Blob Blame History Raw
From 04dce26bd12888b924425beefa449a07b683021a Mon Sep 17 00:00:00 2001
From: =?UTF-8?q?Renaud=20M=C3=A9trich?= <rmetrich@redhat.com>
Date: Fri, 13 Apr 2018 09:24:30 +0200
Subject: [PATCH] [kernel] Disable gathering /proc/timer* statistics
MIME-Version: 1.0
Content-Type: text/plain; charset=UTF-8
Content-Transfer-Encoding: 8bit

Disable gathering /proc/timer* statistics by default, a new option
'kernel.with-timer' enables gathering these.

If /proc/timer_list is huge, then kernel will experience issues with
processing all the timers since it needs to spin in a tight loop inside
the kernel.

We have tried to fix it from kernel side, added touch_nmi_watchdog() to
silence softlockups, cond_resched() to fix RCU stall issue but with such
huge number of timers the RHEL7 kernel is still hangs.
It can reproduced somehow on upstream kernel (however, there will be
workqueue lockups).

We came to conclusion that reading /proc/timer_list should be disabled
in sosreport. Since /proc/timer_stats is tight to /proc/timer_list, both
are disabled at the same time.

Resolves: #1268

Signed-off-by: Renaud Métrich <rmetrich@redhat.com>
Signed-off-by: Bryn M. Reeves <bmr@redhat.com>
---
 sos/plugins/kernel.py | 10 +++++++++-
 1 file changed, 9 insertions(+), 1 deletion(-)

diff --git a/sos/plugins/kernel.py b/sos/plugins/kernel.py
index 97ef7862..6c2f509c 100644
--- a/sos/plugins/kernel.py
+++ b/sos/plugins/kernel.py
@@ -27,6 +27,10 @@ class Kernel(Plugin, RedHatPlugin, DebianPlugin, UbuntuPlugin):
 
     sys_module = '/sys/module'
 
+    option_list = [
+        ("with-timer", "gather /proc/timer* statistics", "slow", False)

• _Record set_:
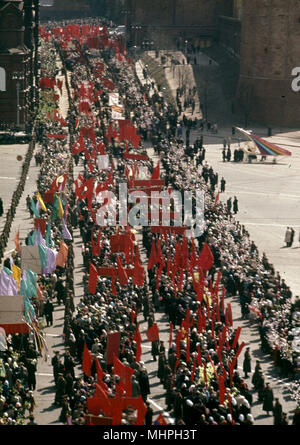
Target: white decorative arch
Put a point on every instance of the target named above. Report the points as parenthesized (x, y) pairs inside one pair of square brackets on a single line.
[(2, 79)]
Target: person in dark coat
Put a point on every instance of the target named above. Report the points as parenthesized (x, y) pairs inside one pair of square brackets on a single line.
[(161, 366), (277, 412), (55, 365), (224, 154), (235, 205), (268, 399), (228, 155), (296, 417), (247, 363), (65, 409), (69, 385), (229, 205), (178, 404), (48, 311), (60, 390), (61, 291), (223, 183), (69, 364), (144, 384), (149, 414), (31, 368), (260, 386)]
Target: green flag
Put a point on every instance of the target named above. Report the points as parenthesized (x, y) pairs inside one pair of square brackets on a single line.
[(33, 208)]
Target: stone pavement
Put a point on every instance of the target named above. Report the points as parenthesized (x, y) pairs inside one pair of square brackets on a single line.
[(268, 202)]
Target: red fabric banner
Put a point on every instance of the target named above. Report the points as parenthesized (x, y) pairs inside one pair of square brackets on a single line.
[(87, 361), (93, 279), (206, 258), (113, 345), (152, 333)]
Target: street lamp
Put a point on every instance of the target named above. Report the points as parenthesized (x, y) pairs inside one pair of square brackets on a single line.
[(282, 112), (18, 76)]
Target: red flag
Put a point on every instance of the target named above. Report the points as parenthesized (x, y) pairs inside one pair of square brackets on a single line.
[(138, 339), (223, 298), (199, 355), (87, 361), (188, 354), (113, 345), (100, 393), (17, 241), (178, 340), (100, 373), (161, 420), (96, 404), (93, 279), (236, 339), (193, 369), (122, 275), (216, 200), (257, 311), (139, 271), (171, 335), (153, 333), (153, 258), (156, 171), (233, 363), (229, 314), (221, 390), (206, 258)]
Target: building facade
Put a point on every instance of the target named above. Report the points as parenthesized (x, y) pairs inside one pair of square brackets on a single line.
[(63, 9), (270, 50), (18, 61)]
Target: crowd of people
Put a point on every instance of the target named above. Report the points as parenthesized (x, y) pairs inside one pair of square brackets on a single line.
[(198, 369)]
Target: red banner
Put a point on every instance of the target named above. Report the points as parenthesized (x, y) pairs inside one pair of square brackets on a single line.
[(113, 345)]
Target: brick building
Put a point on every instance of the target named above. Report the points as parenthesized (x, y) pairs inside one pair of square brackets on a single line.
[(263, 35), (62, 9), (270, 49), (18, 60), (166, 21)]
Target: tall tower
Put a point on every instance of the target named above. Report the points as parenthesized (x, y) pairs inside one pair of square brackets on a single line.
[(15, 67), (270, 50)]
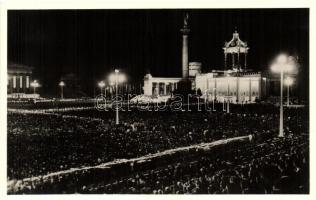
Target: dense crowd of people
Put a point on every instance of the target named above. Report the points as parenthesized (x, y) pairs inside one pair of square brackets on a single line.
[(275, 166), (42, 144)]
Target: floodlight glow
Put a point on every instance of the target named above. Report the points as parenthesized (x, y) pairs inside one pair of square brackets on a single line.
[(61, 84), (120, 78), (101, 84), (284, 63), (288, 81), (35, 84)]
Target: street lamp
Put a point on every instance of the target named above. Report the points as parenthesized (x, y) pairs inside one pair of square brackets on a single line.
[(34, 85), (282, 63), (101, 85), (288, 82), (117, 78), (62, 85)]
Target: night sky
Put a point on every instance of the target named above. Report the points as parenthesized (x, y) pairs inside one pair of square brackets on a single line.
[(91, 43)]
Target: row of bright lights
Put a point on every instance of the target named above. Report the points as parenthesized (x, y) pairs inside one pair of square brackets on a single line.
[(282, 62), (120, 78)]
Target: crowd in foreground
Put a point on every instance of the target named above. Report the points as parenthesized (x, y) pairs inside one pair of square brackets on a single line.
[(277, 166), (42, 144)]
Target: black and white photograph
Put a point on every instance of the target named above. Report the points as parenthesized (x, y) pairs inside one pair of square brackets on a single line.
[(158, 101)]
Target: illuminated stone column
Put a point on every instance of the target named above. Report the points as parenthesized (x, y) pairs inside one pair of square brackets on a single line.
[(185, 52), (225, 60)]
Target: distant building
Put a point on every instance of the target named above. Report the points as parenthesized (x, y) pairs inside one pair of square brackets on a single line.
[(238, 84), (19, 78)]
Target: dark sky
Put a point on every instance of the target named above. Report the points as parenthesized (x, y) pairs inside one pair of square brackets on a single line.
[(91, 43)]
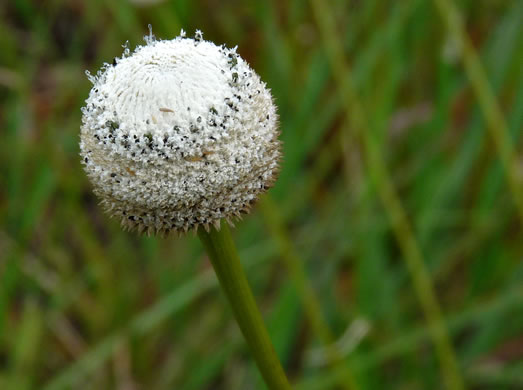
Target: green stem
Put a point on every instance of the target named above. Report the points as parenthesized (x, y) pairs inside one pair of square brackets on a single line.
[(228, 268)]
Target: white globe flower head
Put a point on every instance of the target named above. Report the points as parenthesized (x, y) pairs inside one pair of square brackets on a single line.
[(179, 134)]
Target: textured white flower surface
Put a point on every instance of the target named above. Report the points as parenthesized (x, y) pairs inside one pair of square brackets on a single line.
[(179, 134)]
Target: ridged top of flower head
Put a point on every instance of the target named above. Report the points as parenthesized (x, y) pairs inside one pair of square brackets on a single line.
[(180, 133)]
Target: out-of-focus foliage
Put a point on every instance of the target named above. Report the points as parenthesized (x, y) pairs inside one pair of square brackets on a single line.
[(85, 305)]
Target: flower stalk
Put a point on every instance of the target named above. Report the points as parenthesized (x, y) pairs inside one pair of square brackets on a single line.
[(224, 258)]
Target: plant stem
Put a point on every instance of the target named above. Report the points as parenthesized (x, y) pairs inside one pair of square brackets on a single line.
[(228, 268)]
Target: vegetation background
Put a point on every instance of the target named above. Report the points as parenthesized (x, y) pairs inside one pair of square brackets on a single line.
[(395, 227)]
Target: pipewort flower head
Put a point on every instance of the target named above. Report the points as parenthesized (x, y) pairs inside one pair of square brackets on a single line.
[(179, 134)]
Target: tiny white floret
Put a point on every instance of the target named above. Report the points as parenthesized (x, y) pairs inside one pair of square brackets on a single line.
[(179, 134)]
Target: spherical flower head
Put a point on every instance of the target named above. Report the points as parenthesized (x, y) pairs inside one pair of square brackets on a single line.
[(180, 133)]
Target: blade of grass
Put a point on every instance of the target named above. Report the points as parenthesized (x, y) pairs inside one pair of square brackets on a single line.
[(381, 179), (487, 101)]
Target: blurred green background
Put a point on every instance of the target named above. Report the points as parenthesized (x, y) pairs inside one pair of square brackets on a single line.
[(398, 208)]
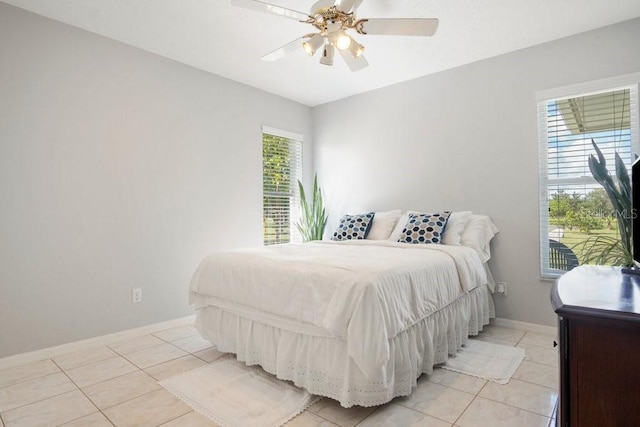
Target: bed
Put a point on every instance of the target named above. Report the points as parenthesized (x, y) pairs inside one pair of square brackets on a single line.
[(356, 320)]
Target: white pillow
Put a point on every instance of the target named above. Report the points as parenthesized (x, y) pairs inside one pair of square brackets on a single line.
[(455, 227), (477, 234), (397, 230), (383, 224)]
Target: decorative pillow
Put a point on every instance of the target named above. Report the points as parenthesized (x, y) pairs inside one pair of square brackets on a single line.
[(353, 227), (397, 230), (455, 227), (383, 223), (477, 234), (424, 228)]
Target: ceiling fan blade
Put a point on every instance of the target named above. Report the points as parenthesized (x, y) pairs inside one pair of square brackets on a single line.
[(271, 8), (399, 26), (348, 5), (284, 50), (354, 64)]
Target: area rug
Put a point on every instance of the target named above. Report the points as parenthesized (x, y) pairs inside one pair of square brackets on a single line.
[(235, 395), (486, 360)]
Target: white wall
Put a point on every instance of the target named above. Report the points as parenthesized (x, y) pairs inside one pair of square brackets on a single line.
[(465, 139), (118, 169)]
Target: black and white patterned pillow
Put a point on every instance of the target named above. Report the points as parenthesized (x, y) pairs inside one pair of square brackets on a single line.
[(424, 227), (353, 227)]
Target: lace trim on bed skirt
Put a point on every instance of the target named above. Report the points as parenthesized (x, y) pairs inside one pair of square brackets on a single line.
[(322, 366)]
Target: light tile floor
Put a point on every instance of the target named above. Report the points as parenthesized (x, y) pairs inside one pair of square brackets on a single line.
[(116, 385)]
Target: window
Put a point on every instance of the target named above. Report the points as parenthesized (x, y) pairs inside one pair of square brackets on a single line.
[(573, 206), (281, 170)]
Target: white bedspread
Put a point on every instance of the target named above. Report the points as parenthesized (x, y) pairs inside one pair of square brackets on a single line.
[(363, 291)]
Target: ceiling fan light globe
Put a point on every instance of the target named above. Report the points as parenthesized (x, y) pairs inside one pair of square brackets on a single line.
[(327, 55), (313, 44), (356, 49)]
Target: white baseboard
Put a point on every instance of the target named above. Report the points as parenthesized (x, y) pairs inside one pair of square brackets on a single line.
[(524, 326), (50, 352)]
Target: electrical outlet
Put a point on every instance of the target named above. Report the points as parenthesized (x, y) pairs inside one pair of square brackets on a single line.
[(501, 288), (136, 295)]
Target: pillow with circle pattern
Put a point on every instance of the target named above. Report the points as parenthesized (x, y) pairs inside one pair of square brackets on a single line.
[(424, 227), (353, 227)]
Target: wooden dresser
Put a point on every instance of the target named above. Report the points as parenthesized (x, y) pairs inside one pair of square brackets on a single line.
[(599, 322)]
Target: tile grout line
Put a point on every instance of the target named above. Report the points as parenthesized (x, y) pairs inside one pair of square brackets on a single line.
[(84, 394)]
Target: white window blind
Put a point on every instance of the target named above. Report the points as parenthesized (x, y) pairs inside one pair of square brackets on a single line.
[(281, 170), (573, 206)]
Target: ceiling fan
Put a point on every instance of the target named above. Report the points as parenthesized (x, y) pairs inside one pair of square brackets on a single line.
[(332, 19)]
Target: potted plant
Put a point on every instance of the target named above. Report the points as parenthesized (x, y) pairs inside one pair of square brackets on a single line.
[(611, 250), (314, 217)]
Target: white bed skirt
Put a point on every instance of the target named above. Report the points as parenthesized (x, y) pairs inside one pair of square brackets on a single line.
[(321, 364)]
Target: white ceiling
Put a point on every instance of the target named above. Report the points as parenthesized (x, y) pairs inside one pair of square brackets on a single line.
[(226, 40)]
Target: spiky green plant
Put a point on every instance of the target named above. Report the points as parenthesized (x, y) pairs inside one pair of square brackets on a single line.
[(314, 217), (606, 249)]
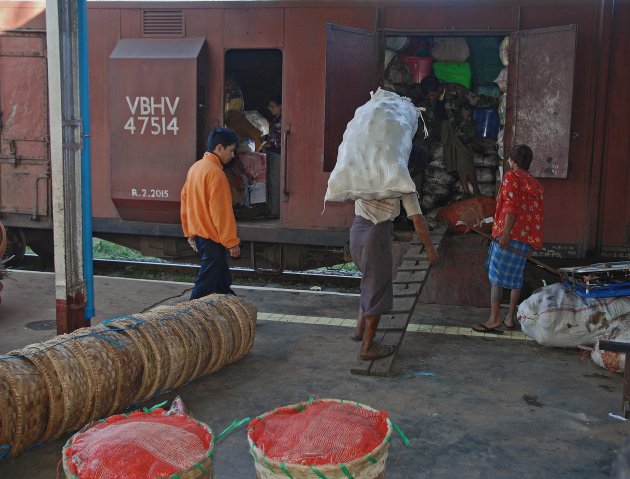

• _Exercise task 1_:
In the kernel patch, list every class that the Kernel class inherits from.
• _Exercise task 2_:
Check each statement against the kernel patch and answer yes or no, quoting the words of the patch that decide it. (a) The new option turns on timer statistics gathering by default. (b) The patch modifies a single file. (c) Reading /proc/timer_stats remains enabled.
• _Exercise task 3_:
Write the next part of the kernel patch, picking up after its last line.
The rows are separate material, apart from the kernel patch.

• _Result 1_:
Plugin, RedHatPlugin, DebianPlugin, UbuntuPlugin

• _Result 2_:
(a) No: "Disable gathering /proc/timer* statistics by default"
(b) Yes: "1 file changed"
(c) No: "both are disabled at the same time"

• _Result 3_:
+    ]
+
     def setup(self):
         # compat
         self.add_cmd_output("uname -a", root_symlink="uname")
@@ -83,7 +87,6 @@ class Kernel(Plugin, RedHatPlugin, DebianPlugin, UbuntuPlugin):
             "/proc/driver",
             "/proc/sys/kernel/tainted",
             "/proc/softirqs",
-            "/proc/timer*",
             "/proc/lock*",
             "/proc/misc",
             "/var/log/dmesg",
@@ -92,4 +95,9 @@ class Kernel(Plugin, RedHatPlugin, DebianPlugin, UbuntuPlugin):
             clocksource_path + "current_clocksource"
         ])
 
+        if self.get_option("with-timer"):
+            # This can be very slow, depending on the number of timers,
+            # and may also cause softlockups
+            self.add_copy_spec("/proc/timer*")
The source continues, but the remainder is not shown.